▶ **Documentfragment**
July 3 M Vis Barbe. Herinnering aan het bezoek v Kohlb [Kohlbrugge] & V d Heydt.
Weder een dag geheel aan het bijwerken op het bureau gewijd. 'S avonds zag ik Barbe nog die opregt sprak over zich zelve. Hoe zwaar is het niets te doen te hebben. Hij was zeer getroffen geweest juist een week geleden toen Kohlb & V d Heydt v Elberfeld bij mij kwamen en hem niet opzochten. Wonderlijk was het weder dien avond. V d H. beschuldigde Barbe
van te grote losheid in het spreken over de vrijheid in Christus & Barbe zeide mij een half uur later dat hem dit voor twee Jaren zoo in V d H [Von der Heydt] gehinderd had. Wanneer wij op de menschen zien, geraken wij telkens in verwarring. Heere leer mij op U zien! Ik sprak toen met beide Heeren niet veel, voelde echter mijn hart aangetrokken tot Kohl [Kohlbrugge] meer dan de vorige maal.
July 4 D V d M [Van der Meersch] Doortje V d H [Van der Houven]
Aan 't bureau veel werkzaamheid. V d Meersch is terug. Nijverdal beviel hem bijzonder.
Doortje V d H steeds verzwakkende, maar naar den geest gezegend gestemd.
Bovet
Van Bovet vond ik een briefje te huis dat mij zeer beschaamde. Hij schijnt hier meer ontvangen te hebben dan ik dacht, en er is meer in hem dan ik vermoedde. Alle onze oordeelen zijn altijd verkeerd.
Jamieson Engels
Jamieson was gedurende mijn afzijn bij mij.
Engels biedt zich aan als lid van de Fij het is wel iemand geloof ik die geschiktheid heeft.
Messch [Messchert]
Mess. heden geschreven. Hij redeneert en sophistiseert veel en houdt dit voor geloof. Het belet zijn geloof niet, maar het wordt daardoor overkorst.
Vr v Barbe jarig.

▶ **Opdracht 1**
Kun je uit het dagboekfragment het stuk tussen "Doortje V d H steeds" en "afzijn bij mij." overschrijven, beide grenzen inbegrepen?
▶ **Opdracht 2**
Wil je het dagboekfragment na de laatste zin oppakken en het verder schrijven?

[Rijen uit een dataset]
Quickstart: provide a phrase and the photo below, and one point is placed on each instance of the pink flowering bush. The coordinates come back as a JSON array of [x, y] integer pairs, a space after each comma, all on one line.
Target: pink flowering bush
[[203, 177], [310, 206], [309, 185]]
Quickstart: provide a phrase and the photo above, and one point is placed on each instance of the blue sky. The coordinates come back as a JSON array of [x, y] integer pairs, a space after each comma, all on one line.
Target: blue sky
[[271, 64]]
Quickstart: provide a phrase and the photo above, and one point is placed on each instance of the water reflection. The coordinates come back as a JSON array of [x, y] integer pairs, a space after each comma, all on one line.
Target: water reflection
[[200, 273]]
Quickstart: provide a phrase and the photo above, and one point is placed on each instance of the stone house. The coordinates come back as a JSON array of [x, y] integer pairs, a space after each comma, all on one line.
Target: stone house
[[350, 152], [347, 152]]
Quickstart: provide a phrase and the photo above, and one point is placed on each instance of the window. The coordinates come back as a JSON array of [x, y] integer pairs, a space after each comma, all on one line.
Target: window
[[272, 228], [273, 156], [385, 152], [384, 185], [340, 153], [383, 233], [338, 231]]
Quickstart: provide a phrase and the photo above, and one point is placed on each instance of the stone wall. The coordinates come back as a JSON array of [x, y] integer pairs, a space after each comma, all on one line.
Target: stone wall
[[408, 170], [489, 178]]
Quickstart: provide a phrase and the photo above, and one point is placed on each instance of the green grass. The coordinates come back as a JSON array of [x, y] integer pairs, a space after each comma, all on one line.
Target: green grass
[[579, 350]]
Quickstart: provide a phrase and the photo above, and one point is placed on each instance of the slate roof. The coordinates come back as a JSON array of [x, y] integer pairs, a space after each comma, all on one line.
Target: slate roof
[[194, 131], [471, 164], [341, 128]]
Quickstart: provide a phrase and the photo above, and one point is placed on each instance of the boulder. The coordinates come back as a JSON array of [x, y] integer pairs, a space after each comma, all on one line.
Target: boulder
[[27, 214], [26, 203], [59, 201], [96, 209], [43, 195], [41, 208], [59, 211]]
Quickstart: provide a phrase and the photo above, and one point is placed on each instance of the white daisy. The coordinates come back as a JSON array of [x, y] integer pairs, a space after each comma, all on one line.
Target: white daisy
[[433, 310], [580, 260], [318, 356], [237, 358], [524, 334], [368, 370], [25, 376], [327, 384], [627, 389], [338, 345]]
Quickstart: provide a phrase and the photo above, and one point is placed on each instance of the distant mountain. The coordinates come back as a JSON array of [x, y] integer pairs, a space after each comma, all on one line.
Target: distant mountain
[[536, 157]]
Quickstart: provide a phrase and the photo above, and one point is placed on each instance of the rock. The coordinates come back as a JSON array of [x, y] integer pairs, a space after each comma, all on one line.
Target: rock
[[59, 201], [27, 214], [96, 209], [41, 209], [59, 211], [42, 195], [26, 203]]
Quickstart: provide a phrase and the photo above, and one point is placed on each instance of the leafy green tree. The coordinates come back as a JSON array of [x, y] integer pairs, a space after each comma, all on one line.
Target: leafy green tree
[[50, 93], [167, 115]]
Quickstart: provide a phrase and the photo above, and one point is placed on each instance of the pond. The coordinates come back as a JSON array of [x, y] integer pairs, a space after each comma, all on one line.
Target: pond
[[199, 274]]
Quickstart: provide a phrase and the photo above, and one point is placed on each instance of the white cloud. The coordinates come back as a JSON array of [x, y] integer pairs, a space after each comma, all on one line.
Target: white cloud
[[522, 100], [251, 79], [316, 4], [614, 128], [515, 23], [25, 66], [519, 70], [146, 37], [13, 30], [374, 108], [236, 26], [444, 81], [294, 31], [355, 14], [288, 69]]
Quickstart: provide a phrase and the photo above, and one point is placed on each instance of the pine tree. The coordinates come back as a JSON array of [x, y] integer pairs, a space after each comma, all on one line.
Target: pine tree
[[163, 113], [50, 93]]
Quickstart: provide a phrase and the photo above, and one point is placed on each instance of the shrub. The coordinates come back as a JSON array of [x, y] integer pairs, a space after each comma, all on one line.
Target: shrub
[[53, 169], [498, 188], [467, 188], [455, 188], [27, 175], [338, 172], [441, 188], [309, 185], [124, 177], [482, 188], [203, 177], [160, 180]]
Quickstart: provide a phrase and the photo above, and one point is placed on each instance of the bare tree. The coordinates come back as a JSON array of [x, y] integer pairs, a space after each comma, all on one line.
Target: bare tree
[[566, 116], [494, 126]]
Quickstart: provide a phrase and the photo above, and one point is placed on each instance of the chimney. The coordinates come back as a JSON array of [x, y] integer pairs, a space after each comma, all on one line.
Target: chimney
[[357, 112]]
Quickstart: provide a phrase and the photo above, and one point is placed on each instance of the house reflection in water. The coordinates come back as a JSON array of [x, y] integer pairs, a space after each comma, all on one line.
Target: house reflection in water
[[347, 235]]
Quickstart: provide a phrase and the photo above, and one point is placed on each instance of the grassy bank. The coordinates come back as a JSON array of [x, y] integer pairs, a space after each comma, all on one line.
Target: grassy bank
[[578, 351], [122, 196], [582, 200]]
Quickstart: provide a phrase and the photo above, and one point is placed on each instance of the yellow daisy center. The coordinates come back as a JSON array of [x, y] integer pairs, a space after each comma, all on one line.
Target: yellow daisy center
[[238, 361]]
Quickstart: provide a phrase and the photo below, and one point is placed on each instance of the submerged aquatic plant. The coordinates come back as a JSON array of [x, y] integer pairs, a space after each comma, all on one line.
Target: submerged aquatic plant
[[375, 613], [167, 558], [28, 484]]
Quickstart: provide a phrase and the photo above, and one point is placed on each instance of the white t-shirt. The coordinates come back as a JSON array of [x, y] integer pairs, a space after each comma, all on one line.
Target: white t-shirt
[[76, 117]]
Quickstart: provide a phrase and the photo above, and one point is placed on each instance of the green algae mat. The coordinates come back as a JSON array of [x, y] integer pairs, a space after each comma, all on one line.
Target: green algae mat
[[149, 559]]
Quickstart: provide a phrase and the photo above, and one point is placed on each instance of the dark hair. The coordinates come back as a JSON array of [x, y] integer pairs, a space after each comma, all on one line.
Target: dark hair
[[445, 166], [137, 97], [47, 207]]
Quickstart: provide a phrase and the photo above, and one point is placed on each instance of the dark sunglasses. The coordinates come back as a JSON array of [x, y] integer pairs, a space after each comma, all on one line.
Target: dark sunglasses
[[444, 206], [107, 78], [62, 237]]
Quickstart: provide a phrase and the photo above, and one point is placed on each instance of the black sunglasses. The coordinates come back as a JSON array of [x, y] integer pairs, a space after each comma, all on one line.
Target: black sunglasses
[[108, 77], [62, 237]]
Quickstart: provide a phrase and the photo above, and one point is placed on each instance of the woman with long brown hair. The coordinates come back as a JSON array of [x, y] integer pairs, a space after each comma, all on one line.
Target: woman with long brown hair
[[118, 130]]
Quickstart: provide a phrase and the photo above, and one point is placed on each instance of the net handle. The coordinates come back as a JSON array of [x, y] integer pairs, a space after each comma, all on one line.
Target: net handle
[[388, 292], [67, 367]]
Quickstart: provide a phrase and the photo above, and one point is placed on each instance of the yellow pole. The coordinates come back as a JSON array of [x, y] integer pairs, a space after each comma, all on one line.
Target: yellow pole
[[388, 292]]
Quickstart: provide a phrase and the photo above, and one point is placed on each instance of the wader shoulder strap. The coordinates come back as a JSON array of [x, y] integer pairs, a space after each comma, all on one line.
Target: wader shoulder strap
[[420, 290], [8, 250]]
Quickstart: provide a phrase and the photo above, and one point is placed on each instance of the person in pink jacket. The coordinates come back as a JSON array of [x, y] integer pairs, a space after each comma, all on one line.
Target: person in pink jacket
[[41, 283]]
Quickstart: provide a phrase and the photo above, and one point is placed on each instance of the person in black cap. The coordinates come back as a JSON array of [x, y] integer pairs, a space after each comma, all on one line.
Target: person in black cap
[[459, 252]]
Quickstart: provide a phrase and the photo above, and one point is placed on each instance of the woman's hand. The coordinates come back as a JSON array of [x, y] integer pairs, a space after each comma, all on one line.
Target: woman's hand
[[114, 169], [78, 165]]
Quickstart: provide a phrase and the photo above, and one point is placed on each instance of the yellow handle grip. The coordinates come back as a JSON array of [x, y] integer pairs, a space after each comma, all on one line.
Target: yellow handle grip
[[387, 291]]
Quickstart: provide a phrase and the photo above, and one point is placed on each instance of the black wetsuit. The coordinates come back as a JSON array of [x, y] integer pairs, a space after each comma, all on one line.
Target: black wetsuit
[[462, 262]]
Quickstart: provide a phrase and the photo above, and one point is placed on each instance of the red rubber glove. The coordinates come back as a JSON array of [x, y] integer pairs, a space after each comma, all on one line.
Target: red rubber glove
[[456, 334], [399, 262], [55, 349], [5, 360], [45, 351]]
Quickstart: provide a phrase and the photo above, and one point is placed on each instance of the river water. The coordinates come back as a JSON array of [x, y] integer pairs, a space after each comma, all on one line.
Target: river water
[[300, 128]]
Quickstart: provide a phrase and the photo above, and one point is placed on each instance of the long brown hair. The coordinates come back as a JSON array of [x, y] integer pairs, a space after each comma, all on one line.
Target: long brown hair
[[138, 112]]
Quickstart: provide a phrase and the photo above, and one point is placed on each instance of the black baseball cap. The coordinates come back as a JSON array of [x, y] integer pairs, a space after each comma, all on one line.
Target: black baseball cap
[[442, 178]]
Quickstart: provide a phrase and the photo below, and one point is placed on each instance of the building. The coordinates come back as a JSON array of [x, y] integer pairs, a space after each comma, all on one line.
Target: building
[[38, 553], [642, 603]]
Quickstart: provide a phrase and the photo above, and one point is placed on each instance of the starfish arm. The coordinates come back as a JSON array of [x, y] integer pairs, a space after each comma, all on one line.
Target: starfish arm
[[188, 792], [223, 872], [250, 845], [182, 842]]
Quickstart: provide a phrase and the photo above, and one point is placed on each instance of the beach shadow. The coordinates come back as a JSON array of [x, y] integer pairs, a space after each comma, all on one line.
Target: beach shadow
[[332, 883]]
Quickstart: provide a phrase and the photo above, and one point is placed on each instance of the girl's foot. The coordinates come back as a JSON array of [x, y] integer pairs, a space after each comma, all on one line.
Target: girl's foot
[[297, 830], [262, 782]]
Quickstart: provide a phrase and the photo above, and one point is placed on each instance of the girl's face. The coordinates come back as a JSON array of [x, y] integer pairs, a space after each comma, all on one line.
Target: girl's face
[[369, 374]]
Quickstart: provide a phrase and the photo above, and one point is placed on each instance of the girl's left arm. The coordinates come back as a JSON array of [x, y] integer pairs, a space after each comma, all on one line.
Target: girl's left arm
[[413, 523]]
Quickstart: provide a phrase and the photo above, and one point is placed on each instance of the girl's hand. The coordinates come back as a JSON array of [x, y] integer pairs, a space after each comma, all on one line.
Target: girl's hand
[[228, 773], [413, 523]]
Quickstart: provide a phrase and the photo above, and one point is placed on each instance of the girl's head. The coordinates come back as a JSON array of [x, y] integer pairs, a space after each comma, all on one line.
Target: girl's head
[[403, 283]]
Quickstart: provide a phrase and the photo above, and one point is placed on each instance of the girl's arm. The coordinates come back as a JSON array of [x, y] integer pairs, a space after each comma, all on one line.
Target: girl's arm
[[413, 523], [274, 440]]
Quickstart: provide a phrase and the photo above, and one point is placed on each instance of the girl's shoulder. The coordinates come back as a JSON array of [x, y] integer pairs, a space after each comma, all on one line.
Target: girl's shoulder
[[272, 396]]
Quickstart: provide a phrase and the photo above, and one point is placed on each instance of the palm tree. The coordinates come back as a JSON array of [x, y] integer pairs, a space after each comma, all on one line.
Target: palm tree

▶ **Resultaat 1**
Doortje V d H steeds verzwakkende, maar naar den geest gezegend gestemd.
Bovet
Van Bovet vond ik een briefje te huis dat mij zeer beschaamde. Hij schijnt hier meer ontvangen te hebben dan ik dacht, en er is meer in hem dan ik vermoedde. Alle onze oordeelen zijn altijd verkeerd.
Jamieson Engels
Jamieson was gedurende mijn afzijn bij mij.

▶ **Resultaat 2**
Veel bezig met de Vrouw v Barbe die jarig was. Wij gaven haar een zijden kleed. Is dit goed ik weet het niet. Het was niet mijn oogmerk hun hoogmoed te vlijen maar hen nog iets te geven in dien stand waartoe de vrouw behoorde en waar God hen toch nog niet uitgebragt heeft.
July 5 W
Des Heeren goedertierenheden waren groot. Met mijn ligchaam ging het beter. Er helderde zich bij het spreken met V d H nog al het een & ander op.
Hy Gold [Henry Gildemeester] & Mimi bij ons.
Allergenoeglijkst waren wij te zamen met onze lieve broeder & zuster Gildemeester. Zij zouden al lang reeds een middag bij ons
gegeten hebben met al de kinderen. Dit had nu plaats met zulk een rust, met zulk eene eenvoudigheid dat het grote vreugde gaf, en wij mogten bedenken hoe groot de zegeningen Gods waren. Ik voelde mij met hun geheel huishouden zeer vereenigd. De liefde der kinderen onder elkanderen is eene grote gave.
Gerrit
Gerrit is weder t'huis. Ik kan weinig tot zijn hart komen. Die kleine aanmatigingen over alles kan ik niet goed dragen en dan knor ik 't geen geheel verkeerd is. Met zijne Mama is hij echter nog al zeer vertrouwlijk en toont zelfs veel liefde. Alleen om haar zou het hem leed doen, zoo het niet goed met hem afliep. Hij wil een man van genie worden anders kan hem niets scheelen. Naar de natuur is hij Karel von Hohenstausen maar ons oog zij op God.
Thijs West [Westendorp]
Thijs is weder terug. Mijn hart trok zeer toen ik hem zag. Heere bevestig gij het mij om op geen menschen te zien en niet in hunnen strijd te komen, maar U te zoeken. Heere wees gij genadig. Wees in deze 14/d nu ik meer alleen sta, mijne kracht. Wees ook met de Van der Houven op hunnen zwaren togt na Gelderland. Heere maak alles tot waarheid in mijn binnenste.
Do 6 July West. bij ons.
Westendorp kwam 's avonds bij ons. Wij spraken genoeglijk over de jongens en hunne reis. Zonderling dat hij Marzials niet eens gezien heeft. Hij was lief gestemd. In zijn hart kan hij eigentlijk nooit regt reedensch worden.
V. 7 July. N S
Ik zat dezer dagen 's ogtends aan een stuk voor de N S bepaaldelijk dat over de prediking doch kon er niet mede klaar komen. Ik had slechts een begin.
Niep. [Van der Niepoort] & Kr [Kruseman] over Gerrit.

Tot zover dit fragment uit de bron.